• [Required tasks]
(1) In the Vs. Tetris page, on what computer did Alexey Pajitnov create Tetris?
(2) Retype the Vs. Tetris page word for word, starting with "Arcade Video game" and going on through "DAC (@ 1.789772 Mhz)".

• [Given passage]
* start *
Arcade Video game published 36 years ago:

Vs. Tetris (c) 1988 Atari Games.

- TECHNICAL -

Main CPU : Zetex N2A03 (@ 1.789772 Mhz)
Sound Chips : Zetex N2A03 (@ 1.789772 Mhz), DAC (@ 1.789772 Mhz)

Screen orientation : Horizontal
Video resolution : 256 x 240 pixels
Screen refresh : 60.00 Hz
Palette colors : 64

Players : 2
Control : 8-way joystick
Buttons : 2

- TRIVIA -

Inspired by a pentominoes game he had bought earlier, Alexey Pajitnov creates Tetris on an Electronica 60 in June 1985 at the Moscow Academy of Science's Computer Center. It is ported to the IBM PC by Vadim Gerasimov and starts spreading around Moscow. Pajitnov gets a small degree of fame for his program. Due to Soviet political structure at the time, the inventor, Alexey Pajitnov was not able to patent his game. This gave rise to many sundry Tetris clones for all manner of machines.
* end *
Data records:
* start *
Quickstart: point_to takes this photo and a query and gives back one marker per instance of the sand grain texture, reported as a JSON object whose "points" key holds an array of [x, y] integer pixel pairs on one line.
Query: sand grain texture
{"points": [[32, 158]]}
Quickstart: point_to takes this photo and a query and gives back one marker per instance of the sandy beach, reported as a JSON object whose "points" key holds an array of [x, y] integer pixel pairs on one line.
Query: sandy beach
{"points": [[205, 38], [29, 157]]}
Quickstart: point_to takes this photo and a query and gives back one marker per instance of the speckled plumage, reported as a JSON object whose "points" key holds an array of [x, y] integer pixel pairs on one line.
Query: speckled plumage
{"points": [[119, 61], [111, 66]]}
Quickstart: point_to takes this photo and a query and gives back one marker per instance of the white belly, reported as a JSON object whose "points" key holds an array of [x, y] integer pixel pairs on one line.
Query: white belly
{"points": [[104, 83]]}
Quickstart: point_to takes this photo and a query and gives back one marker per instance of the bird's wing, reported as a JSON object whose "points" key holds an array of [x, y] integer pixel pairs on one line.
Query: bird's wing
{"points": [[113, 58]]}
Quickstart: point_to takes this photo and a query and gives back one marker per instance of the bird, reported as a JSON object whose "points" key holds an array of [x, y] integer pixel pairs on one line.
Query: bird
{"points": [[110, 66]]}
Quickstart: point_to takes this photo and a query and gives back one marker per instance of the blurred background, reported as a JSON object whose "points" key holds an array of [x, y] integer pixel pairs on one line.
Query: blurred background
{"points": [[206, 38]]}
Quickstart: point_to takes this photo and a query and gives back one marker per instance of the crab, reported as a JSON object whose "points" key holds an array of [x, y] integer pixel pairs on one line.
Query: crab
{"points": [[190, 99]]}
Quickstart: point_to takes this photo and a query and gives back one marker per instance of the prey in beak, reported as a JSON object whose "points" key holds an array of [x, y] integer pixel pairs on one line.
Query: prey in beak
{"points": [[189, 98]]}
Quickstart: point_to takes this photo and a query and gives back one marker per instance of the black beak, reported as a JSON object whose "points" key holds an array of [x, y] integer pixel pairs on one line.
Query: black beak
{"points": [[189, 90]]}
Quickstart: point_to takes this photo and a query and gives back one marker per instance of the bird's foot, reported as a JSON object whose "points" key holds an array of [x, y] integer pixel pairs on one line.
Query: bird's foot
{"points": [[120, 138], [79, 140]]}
* end *
• [Outputs for the tasks]
(1) An Electronica 60.

(2)
Arcade Video game published 36 years ago:

Vs. Tetris (c) 1988 Atari Games.

- TECHNICAL -

Main CPU : Zetex N2A03 (@ 1.789772 Mhz)
Sound Chips : Zetex N2A03 (@ 1.789772 Mhz), DAC (@ 1.789772 Mhz)